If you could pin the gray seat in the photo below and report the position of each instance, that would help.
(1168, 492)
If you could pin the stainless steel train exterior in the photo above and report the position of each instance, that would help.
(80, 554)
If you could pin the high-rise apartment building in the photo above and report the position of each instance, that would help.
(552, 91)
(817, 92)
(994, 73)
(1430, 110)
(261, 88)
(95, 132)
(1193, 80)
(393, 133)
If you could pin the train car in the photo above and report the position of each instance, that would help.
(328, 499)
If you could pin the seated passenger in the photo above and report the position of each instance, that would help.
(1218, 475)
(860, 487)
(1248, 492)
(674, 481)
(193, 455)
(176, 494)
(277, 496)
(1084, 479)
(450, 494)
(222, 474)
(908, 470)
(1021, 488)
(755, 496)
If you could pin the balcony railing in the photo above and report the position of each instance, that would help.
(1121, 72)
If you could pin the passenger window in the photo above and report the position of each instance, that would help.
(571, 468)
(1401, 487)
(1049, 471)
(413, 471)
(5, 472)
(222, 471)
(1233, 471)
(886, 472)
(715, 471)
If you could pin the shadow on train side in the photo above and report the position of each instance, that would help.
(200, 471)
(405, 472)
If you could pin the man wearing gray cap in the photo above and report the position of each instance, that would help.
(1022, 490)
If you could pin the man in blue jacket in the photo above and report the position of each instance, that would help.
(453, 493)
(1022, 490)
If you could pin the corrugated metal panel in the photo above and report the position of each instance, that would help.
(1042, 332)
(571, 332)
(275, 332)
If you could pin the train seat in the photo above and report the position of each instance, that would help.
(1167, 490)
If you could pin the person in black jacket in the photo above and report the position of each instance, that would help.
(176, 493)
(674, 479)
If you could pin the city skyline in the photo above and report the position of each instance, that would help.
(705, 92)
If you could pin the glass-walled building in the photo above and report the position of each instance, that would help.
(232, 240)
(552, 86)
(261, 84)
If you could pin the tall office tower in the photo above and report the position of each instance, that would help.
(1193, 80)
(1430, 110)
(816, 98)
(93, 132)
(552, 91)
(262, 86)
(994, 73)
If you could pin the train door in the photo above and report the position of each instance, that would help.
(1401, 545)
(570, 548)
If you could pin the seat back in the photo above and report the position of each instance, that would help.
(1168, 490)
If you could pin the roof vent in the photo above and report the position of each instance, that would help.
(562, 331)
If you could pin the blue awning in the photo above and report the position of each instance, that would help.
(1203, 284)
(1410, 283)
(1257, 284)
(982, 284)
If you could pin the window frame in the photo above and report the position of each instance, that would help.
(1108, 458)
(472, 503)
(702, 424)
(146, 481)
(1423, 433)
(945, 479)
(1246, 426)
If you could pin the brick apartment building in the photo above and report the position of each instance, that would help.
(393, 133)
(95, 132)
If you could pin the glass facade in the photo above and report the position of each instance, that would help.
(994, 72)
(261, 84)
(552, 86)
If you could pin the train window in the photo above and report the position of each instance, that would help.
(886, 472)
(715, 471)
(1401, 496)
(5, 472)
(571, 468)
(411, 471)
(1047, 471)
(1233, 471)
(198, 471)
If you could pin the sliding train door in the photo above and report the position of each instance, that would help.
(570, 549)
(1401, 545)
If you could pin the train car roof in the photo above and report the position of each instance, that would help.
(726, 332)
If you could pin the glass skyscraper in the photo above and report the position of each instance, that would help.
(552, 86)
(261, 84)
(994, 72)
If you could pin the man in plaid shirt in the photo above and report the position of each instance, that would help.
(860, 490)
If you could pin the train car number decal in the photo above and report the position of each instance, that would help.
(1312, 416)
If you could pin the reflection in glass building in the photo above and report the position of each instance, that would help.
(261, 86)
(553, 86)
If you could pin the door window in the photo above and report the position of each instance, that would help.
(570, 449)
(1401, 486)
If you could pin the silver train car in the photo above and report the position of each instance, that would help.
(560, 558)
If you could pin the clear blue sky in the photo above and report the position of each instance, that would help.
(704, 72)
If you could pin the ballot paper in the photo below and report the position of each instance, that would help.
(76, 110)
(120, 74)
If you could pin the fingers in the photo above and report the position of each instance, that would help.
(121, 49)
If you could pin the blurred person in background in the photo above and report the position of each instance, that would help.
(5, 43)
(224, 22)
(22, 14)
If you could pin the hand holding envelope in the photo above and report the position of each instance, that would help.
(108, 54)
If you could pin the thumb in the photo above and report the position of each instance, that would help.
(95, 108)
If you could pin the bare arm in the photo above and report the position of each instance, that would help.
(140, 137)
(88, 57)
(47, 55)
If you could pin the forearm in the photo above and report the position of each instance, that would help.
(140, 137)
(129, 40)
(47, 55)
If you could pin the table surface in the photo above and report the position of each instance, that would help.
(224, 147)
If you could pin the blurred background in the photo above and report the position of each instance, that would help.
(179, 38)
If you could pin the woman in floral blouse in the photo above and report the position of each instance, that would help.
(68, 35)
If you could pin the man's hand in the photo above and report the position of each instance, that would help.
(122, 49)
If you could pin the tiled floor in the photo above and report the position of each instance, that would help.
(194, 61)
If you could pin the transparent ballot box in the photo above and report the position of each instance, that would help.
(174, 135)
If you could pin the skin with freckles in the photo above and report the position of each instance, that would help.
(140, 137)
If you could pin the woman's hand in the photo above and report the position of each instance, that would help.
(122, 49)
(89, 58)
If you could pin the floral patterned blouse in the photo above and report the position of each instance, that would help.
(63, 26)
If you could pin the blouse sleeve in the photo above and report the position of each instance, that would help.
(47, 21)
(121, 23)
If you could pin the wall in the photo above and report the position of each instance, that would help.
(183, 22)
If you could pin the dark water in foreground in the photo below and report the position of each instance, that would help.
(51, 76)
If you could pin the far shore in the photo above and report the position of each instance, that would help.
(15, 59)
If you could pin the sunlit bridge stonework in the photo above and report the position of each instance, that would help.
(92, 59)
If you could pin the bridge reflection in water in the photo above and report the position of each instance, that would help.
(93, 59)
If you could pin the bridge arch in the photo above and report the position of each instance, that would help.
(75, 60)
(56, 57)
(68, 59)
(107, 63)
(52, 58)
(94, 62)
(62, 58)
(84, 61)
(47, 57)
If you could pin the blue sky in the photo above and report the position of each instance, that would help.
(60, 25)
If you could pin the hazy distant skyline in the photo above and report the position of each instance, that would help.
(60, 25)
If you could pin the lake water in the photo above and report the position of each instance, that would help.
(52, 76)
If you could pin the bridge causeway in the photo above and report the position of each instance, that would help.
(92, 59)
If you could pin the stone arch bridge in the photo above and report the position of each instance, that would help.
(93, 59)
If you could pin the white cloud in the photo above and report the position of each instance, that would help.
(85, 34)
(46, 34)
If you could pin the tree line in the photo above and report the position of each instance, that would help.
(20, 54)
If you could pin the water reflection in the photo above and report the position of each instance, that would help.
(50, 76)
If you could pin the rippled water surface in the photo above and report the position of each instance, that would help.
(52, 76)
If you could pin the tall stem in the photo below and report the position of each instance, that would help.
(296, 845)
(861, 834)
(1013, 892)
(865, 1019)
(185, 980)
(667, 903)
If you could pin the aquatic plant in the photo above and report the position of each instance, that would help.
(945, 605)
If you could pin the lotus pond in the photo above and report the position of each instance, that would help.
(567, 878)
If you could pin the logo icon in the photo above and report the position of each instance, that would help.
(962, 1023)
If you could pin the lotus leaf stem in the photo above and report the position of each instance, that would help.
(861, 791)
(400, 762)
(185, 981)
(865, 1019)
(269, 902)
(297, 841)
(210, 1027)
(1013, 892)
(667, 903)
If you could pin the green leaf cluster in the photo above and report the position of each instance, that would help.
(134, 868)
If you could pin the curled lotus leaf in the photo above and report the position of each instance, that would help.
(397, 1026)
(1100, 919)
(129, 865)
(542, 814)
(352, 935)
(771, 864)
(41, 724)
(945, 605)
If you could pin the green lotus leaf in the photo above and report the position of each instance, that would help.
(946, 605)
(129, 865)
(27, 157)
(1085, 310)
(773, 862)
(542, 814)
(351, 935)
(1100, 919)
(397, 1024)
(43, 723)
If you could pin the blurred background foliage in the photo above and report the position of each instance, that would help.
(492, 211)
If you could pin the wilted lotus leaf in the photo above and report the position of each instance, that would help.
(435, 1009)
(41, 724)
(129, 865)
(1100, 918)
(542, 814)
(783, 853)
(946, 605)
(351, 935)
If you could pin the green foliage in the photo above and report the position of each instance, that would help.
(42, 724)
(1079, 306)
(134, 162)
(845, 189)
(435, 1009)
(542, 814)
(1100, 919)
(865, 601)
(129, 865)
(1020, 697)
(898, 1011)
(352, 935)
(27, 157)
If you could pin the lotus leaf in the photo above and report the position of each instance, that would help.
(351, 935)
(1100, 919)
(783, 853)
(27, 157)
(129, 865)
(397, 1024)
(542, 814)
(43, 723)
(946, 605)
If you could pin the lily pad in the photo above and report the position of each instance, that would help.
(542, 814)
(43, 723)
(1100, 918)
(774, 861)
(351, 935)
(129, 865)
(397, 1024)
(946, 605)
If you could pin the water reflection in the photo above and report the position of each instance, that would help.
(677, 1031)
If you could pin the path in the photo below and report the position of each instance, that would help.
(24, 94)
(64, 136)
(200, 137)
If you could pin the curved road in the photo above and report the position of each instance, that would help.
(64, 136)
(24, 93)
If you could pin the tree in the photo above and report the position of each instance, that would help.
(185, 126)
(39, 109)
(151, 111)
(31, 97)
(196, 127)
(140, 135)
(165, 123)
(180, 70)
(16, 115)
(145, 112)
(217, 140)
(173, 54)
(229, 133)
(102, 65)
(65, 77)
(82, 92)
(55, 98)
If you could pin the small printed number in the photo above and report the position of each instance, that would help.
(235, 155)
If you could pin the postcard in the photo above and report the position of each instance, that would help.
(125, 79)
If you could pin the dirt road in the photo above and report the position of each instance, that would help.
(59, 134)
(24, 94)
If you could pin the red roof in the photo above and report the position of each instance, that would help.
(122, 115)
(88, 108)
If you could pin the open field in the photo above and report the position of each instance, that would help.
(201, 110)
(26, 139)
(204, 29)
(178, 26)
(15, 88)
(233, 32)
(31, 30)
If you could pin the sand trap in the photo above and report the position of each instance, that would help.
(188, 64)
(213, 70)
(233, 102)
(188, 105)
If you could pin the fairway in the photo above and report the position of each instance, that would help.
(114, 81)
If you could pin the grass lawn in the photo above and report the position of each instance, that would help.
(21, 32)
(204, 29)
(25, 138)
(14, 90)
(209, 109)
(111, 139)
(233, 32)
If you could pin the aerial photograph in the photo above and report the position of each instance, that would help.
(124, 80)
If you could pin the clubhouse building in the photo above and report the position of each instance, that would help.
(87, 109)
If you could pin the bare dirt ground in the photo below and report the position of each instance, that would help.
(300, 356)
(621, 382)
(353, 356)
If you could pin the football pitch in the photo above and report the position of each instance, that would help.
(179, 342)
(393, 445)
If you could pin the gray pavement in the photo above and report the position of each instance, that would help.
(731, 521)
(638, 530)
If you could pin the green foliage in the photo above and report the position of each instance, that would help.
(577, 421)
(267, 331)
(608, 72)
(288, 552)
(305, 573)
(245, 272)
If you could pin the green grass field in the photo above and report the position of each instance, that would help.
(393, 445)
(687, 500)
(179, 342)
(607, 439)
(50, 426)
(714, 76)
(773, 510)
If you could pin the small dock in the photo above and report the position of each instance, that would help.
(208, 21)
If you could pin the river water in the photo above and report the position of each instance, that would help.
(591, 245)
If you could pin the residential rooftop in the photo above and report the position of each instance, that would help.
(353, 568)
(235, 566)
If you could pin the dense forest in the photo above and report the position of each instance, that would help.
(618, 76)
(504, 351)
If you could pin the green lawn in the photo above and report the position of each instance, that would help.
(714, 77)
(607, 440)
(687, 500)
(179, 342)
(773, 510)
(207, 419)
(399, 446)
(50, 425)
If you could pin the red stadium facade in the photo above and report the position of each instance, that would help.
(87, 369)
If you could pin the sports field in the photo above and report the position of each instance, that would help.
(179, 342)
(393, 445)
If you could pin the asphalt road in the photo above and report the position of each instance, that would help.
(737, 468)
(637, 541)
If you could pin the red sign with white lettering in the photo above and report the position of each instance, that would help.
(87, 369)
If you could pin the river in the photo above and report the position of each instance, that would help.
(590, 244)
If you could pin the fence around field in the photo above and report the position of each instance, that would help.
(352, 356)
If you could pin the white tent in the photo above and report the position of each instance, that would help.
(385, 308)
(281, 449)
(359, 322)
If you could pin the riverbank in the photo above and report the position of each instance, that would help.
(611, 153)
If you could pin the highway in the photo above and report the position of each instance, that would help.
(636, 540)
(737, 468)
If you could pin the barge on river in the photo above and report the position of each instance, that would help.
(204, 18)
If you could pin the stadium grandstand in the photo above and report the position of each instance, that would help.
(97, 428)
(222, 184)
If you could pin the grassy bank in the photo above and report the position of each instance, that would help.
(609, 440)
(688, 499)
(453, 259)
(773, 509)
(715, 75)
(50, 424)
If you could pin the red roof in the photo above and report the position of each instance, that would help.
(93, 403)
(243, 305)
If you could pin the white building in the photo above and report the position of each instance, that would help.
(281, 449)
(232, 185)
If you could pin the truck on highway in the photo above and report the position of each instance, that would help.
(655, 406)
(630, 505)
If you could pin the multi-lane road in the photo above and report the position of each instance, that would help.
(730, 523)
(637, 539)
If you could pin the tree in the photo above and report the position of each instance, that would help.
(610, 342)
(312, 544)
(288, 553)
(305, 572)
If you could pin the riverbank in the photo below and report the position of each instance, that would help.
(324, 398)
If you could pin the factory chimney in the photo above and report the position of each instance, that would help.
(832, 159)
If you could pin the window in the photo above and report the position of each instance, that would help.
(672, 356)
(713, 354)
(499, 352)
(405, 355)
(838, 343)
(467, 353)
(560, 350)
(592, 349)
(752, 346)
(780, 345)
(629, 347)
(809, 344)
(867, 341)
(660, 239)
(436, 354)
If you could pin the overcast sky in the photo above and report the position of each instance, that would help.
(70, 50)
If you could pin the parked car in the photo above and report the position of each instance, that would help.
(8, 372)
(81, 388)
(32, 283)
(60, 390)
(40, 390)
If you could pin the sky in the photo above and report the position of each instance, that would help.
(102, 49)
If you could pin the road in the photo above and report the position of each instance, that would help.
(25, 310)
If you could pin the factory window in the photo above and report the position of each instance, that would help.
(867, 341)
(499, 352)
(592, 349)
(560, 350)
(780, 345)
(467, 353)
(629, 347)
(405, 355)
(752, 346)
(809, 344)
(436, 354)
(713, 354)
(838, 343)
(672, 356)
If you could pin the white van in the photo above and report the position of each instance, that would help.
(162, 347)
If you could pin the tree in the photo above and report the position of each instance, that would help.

→ Task description:
Lines from the one containing "If you could pin the white van" through the end of the entries above must be copied exactly; include both ends and no other lines.

→ Problem solution:
If you could pin the white van in the photo above and report the position of each instance, that would help.
(162, 347)
If you could pin the tree in the photo above and report the position of each instance, that would help.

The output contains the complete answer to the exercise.